## Exercise description:
Write out the data below as a JSON list of strings, one string per line, leaving out any blank lines.

## Input:
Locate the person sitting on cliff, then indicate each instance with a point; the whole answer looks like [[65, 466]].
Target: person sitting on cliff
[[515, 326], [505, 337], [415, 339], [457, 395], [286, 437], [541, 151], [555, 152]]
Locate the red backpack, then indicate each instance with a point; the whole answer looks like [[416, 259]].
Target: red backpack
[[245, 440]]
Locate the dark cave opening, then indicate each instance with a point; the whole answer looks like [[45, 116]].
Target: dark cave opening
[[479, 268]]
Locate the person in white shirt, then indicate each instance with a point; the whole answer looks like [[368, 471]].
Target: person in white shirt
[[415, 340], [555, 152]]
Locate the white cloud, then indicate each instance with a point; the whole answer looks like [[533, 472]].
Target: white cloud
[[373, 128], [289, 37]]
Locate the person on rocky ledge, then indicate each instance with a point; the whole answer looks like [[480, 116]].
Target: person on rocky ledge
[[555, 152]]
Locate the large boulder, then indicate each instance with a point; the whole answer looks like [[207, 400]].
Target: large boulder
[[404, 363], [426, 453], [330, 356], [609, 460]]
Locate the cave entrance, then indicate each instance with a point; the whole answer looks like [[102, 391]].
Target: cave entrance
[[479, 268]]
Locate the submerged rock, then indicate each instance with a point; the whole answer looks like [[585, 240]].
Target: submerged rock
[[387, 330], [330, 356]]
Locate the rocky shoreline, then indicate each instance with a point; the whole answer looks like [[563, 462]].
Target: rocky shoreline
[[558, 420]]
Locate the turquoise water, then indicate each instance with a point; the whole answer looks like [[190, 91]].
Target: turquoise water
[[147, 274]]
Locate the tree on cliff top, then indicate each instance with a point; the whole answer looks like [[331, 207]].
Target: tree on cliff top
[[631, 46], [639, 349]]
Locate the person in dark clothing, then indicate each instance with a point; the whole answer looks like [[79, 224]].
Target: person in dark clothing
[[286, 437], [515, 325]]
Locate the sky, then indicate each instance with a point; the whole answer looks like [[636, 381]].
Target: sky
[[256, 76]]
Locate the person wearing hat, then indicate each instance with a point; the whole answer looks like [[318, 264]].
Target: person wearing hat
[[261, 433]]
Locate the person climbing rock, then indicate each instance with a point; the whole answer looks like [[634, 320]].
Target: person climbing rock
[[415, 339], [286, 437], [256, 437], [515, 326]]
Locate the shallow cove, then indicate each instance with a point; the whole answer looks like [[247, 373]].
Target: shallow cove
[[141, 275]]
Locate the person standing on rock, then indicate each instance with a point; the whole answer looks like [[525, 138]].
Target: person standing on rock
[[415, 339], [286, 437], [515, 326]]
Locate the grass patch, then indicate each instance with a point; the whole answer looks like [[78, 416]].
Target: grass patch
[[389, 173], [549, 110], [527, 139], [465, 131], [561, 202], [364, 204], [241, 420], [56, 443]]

## Answer for the task:
[
  "Locate the person sitting on cliff, then indicate each instance with a point; the whole answer looks like [[65, 466]].",
  "Target: person sitting on cliff",
  "[[515, 326], [505, 337], [415, 339], [457, 395], [286, 437], [541, 151], [555, 152]]",
  "Locate the red backpack, then indicate each instance with a point; the whole answer looks like [[416, 259]].",
  "Target: red backpack",
  "[[245, 440]]",
  "Locate the dark cave opening, then indicate each instance with a point; the whole answer looks like [[45, 116]].",
  "Target: dark cave opening",
  "[[479, 268]]",
  "Locate the person in white shirt, then indicate each instance with a point; the whole answer looks like [[368, 471]].",
  "Target: person in white shirt",
  "[[415, 340], [555, 152]]",
  "Locate the white cloud, then indicate each instance with a point; the whole answer looks like [[533, 472]].",
  "Target: white cloud",
  "[[373, 128], [289, 37]]",
  "Locate the person on rocky ledge, then indicate each instance with a point; the whole answer looks like [[480, 116]].",
  "Target: person on rocky ledge",
  "[[555, 152]]",
  "Locate the large boulder, then indicate each instance with a point; the whole answer looks like [[207, 400]].",
  "Target: large boulder",
  "[[404, 363], [426, 453], [330, 356], [609, 460]]",
  "Locate the cave entrance, then indicate each instance with a point; the whole answer looks like [[102, 391]].",
  "Target: cave entrance",
  "[[479, 268]]",
  "Locate the submerged rock, then indicate each instance with a point; the whole answer looks like [[585, 240]].",
  "Target: submerged rock",
  "[[387, 330], [330, 356]]",
  "Locate the rocky shoreline, then indicate each instance with a point; the whole answer looks like [[563, 462]].",
  "Target: rocky shoreline",
  "[[558, 420]]",
  "Locate the turquoise water, then indicate each instance with a point; the whole answer looks like [[190, 91]].",
  "Target: turquoise water",
  "[[147, 274]]",
  "Locate the tree on cliff top, then indicate each instance with a point; the whole answer looks like [[331, 207]].",
  "Target: tree on cliff top",
  "[[631, 46], [639, 349]]",
  "Locate the person in dark clothing, then indicate each instance with a point; the whole answer looks like [[79, 224]].",
  "Target: person in dark clothing",
  "[[286, 437], [515, 325]]",
  "Locate the sky, then indicate each instance with a point; the whole answer looks like [[636, 381]].",
  "Target: sky",
  "[[256, 76]]",
  "Locate the person wearing hat, then indicate each instance with a point; the whole answer looks like [[318, 264]].",
  "Target: person wearing hat",
  "[[261, 433]]",
  "Locate the person climbing rock, then indicate each instance with a point; the whole answer looks like [[634, 320]].",
  "Target: person climbing rock",
  "[[415, 339], [286, 437], [256, 437], [515, 326]]",
  "Locate the shallow cove, then indicate each instance with a point; the whole answer looks like [[247, 373]].",
  "Target: shallow cove",
  "[[141, 275]]",
  "Locate the person standing on rock, then indicate each instance with a point; the whole answer looks like [[525, 138]].",
  "Target: person standing on rock",
  "[[415, 339], [286, 437], [515, 326]]",
  "Locate the grass patch, then indicate each instance with a point; the whole answer looks like [[78, 416]].",
  "Target: grass patch",
  "[[389, 173], [549, 110], [527, 139], [465, 131], [561, 202], [364, 204], [241, 420], [56, 443]]"
]